◆ **Problem to solve**:
Rewrite every line of the records below, requests included, and add 63 to each box coordinate in the answers. Leave the pictures out.

Excerpts of bounding box data

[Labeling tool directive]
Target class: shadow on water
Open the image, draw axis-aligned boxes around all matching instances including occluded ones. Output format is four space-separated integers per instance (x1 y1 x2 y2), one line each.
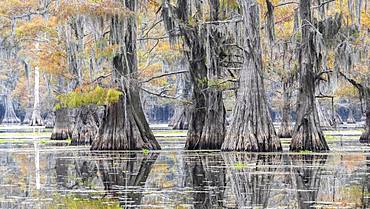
290 155 327 209
184 153 226 209
222 153 281 208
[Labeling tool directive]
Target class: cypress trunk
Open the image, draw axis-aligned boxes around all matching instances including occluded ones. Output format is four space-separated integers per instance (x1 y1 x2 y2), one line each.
71 106 102 145
360 87 370 143
279 82 292 138
91 0 160 150
290 0 329 151
1 95 21 125
222 0 282 152
29 67 44 126
51 108 71 140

◆ **Answer for this exercise**:
[Labeling tool directive]
Target class: shadow on water
Open the image, draw axis-aligned boxes around all matching instances including occluded ones. Output format is four space-separated integers per instance (x1 y1 x2 y2), one line each.
353 218 390 272
247 216 289 272
285 216 344 271
[Labeling tool directive]
Target class: cypress trunk
Open the image, draw axis-aligned boxes around all matching instances including occluded ones. Output format is four space-separated integers per instance (x1 y1 x2 y2), one line each.
134 169 165 208
423 150 433 206
342 145 355 201
154 63 223 213
353 63 392 214
64 158 84 188
285 63 345 215
92 130 107 189
114 171 134 203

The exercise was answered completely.